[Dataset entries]
□ □ □ □ □

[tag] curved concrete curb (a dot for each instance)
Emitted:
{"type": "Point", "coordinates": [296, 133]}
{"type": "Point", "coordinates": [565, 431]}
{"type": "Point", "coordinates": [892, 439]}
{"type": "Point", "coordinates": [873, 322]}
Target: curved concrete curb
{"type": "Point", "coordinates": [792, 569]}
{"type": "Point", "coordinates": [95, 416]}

□ □ □ □ □

◆ **WHAT TO DO**
Please reproduce all of the entries above exactly as they appear.

◆ **FINISHED EXERCISE**
[tag] curved concrete curb (a dot for each instance)
Emitted:
{"type": "Point", "coordinates": [296, 133]}
{"type": "Point", "coordinates": [565, 431]}
{"type": "Point", "coordinates": [892, 439]}
{"type": "Point", "coordinates": [873, 322]}
Target: curved concrete curb
{"type": "Point", "coordinates": [792, 569]}
{"type": "Point", "coordinates": [95, 416]}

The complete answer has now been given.